■ Given request: Extract every line of the records below that contains the string "vase".

■ Records provided:
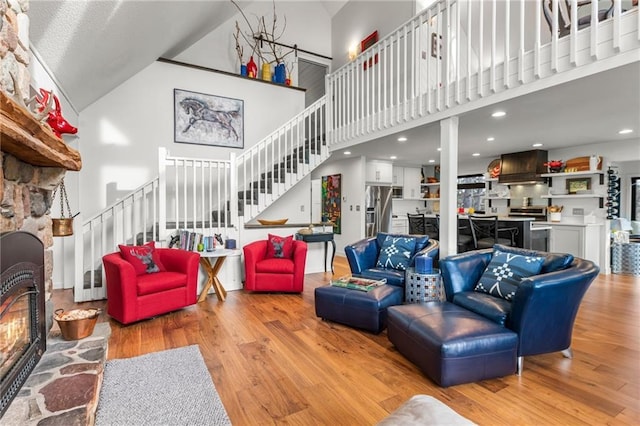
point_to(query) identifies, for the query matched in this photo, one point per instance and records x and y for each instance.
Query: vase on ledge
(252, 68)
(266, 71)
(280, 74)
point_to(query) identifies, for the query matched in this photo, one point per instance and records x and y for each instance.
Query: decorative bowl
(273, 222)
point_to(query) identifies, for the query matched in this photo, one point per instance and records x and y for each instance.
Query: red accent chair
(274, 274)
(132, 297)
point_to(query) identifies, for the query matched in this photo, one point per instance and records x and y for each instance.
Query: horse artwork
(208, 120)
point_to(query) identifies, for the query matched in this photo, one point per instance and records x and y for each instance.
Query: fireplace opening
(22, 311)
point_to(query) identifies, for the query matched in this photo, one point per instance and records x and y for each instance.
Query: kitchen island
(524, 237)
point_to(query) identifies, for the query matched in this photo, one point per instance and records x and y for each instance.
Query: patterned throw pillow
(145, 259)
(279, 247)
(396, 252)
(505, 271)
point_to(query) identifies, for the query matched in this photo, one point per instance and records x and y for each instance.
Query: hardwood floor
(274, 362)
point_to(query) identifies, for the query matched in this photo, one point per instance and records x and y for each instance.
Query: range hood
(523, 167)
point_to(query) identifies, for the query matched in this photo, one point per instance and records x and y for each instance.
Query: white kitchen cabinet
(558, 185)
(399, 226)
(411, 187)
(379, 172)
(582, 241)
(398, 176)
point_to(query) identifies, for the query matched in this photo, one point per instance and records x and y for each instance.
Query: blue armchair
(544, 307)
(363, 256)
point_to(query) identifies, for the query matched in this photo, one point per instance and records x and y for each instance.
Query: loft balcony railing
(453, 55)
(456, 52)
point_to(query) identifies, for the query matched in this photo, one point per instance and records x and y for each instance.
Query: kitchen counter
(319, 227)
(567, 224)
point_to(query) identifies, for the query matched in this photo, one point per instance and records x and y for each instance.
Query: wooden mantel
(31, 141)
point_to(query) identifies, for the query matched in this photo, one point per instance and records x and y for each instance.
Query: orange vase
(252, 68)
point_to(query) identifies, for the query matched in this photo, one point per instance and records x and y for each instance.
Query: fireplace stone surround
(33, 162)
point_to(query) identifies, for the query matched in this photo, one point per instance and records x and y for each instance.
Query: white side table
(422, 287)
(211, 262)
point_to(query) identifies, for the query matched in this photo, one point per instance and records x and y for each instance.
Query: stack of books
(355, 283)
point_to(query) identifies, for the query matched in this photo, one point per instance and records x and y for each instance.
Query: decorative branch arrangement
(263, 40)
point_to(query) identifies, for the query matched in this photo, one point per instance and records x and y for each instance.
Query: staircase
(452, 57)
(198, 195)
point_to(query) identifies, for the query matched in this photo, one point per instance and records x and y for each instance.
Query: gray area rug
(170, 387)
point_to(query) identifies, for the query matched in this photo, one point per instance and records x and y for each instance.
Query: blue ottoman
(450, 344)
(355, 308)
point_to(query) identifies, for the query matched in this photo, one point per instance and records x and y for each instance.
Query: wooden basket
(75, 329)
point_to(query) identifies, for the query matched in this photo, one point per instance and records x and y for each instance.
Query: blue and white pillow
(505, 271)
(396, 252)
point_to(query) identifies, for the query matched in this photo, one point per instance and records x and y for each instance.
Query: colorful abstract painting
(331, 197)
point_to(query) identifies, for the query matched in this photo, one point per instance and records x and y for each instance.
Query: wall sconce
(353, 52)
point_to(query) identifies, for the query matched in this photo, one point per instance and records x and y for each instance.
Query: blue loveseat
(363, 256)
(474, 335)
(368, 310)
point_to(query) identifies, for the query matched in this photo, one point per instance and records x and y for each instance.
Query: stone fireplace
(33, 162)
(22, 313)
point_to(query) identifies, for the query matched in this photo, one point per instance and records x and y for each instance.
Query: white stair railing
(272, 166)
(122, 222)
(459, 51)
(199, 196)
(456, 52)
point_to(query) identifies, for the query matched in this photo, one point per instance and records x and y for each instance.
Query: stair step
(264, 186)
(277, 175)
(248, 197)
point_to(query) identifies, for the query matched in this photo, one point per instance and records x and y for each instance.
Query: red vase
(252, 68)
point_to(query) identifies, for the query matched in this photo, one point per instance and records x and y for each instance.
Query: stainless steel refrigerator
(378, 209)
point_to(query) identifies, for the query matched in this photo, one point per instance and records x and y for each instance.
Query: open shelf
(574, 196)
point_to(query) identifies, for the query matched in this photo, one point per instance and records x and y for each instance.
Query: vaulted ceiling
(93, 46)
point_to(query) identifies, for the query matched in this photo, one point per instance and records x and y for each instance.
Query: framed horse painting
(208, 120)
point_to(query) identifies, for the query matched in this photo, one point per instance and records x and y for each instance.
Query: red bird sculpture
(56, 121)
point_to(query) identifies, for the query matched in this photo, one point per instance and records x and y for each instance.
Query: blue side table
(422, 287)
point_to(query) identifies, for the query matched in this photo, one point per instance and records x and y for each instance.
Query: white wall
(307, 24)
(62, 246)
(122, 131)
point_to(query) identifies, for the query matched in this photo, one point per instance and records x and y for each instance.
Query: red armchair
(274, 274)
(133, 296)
==
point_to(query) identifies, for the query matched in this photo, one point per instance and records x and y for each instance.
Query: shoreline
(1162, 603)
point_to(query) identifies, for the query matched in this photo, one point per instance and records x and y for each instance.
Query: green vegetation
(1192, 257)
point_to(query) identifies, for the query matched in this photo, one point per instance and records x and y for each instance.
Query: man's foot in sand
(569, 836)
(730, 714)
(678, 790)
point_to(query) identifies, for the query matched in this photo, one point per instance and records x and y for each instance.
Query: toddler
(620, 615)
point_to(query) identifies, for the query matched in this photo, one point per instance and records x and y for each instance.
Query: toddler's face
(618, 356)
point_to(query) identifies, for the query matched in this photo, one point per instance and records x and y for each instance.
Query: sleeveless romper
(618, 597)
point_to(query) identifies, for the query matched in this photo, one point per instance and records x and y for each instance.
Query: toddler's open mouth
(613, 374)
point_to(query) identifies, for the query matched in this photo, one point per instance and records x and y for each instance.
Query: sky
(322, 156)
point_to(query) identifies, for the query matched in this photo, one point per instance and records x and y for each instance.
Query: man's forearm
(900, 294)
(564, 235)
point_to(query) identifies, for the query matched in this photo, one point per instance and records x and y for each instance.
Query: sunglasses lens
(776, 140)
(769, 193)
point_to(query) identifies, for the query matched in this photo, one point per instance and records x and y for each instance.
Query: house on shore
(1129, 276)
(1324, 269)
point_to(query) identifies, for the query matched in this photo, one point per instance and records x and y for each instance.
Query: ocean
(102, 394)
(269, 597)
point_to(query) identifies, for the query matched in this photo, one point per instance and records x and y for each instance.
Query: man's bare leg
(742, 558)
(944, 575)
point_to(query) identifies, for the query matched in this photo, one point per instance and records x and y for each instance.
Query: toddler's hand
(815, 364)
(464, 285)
* * *
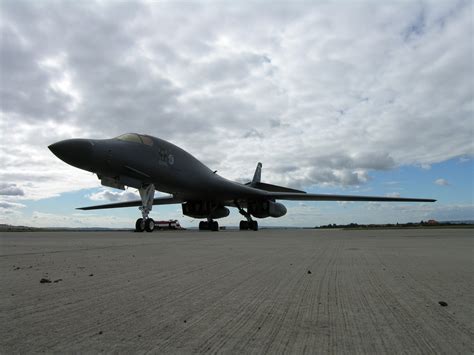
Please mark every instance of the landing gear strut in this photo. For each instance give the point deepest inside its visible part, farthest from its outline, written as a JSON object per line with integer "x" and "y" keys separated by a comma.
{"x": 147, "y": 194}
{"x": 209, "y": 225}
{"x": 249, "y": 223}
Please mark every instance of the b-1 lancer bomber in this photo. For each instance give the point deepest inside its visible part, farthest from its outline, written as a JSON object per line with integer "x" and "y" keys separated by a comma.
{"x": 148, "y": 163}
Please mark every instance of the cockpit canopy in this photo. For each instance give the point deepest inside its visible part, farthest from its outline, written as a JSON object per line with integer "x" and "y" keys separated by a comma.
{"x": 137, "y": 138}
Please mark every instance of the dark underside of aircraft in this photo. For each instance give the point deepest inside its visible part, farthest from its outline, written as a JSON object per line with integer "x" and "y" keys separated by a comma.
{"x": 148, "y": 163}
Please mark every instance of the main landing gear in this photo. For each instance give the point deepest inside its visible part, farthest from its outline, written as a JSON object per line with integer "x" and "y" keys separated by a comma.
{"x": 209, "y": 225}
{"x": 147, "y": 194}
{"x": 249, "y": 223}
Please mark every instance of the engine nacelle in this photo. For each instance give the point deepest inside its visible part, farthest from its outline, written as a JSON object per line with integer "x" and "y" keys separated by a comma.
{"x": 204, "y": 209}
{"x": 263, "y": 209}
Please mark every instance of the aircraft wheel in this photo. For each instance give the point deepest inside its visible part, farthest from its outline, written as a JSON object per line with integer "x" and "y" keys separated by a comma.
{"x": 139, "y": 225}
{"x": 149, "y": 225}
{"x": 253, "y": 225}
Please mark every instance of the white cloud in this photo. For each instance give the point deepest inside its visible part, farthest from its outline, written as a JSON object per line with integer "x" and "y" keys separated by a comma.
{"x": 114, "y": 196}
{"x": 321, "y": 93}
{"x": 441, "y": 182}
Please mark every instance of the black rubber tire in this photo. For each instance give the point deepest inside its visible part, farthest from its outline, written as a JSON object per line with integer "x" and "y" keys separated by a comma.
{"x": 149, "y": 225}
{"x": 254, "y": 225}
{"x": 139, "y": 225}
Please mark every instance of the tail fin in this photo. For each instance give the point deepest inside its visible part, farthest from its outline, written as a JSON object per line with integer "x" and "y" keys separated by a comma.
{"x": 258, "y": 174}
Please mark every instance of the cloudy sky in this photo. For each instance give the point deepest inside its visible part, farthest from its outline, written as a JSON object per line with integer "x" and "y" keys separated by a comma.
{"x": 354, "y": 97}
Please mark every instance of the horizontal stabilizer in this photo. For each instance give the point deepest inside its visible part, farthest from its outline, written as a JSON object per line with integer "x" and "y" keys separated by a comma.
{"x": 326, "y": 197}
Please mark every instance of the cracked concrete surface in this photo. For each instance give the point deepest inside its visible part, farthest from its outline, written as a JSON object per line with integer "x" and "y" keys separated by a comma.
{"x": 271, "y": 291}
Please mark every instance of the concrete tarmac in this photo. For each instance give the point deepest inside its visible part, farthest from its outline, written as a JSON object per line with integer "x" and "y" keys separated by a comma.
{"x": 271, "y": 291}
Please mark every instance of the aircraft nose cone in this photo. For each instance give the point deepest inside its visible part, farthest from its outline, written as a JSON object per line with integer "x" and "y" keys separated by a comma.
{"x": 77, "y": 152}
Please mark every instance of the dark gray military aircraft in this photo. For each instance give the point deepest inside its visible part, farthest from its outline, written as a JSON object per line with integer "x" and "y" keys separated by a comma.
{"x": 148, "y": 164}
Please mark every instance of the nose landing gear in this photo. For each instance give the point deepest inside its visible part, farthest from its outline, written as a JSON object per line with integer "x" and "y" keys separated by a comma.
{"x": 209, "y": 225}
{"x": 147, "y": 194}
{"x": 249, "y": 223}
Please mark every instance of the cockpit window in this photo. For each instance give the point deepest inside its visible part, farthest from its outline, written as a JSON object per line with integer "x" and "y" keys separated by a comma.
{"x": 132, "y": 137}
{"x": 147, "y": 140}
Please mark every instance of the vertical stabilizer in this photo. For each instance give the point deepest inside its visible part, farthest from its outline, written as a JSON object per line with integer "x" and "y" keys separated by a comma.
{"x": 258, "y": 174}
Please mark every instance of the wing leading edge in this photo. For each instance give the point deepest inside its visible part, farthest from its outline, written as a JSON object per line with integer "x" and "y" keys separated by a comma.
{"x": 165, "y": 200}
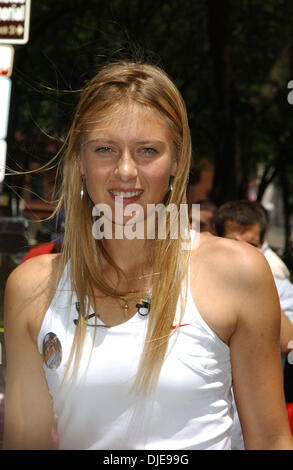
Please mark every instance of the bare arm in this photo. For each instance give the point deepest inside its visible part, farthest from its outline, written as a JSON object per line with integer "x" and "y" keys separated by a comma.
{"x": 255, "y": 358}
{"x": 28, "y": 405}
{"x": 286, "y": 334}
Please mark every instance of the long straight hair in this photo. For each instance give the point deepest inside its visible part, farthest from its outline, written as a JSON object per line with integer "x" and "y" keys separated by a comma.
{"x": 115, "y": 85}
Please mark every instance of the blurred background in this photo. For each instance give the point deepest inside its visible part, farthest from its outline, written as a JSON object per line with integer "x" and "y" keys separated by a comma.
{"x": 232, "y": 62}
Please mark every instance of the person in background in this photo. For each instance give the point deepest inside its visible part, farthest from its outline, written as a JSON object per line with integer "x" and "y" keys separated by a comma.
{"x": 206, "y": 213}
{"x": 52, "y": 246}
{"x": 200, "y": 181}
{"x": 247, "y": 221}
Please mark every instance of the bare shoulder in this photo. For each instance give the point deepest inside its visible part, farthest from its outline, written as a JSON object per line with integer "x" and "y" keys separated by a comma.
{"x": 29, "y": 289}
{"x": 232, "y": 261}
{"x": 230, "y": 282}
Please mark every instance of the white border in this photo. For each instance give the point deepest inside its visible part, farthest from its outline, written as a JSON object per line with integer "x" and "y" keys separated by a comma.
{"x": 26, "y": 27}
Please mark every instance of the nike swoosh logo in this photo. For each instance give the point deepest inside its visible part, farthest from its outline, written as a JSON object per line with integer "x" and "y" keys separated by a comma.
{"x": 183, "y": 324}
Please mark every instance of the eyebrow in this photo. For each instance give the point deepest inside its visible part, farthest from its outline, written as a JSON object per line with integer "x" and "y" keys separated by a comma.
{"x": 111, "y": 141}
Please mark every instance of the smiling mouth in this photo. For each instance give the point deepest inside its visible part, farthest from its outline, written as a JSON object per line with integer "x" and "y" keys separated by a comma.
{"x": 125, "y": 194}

■ Solution to the problem:
Query: vase on ledge
Query: orange vase
Query: red vase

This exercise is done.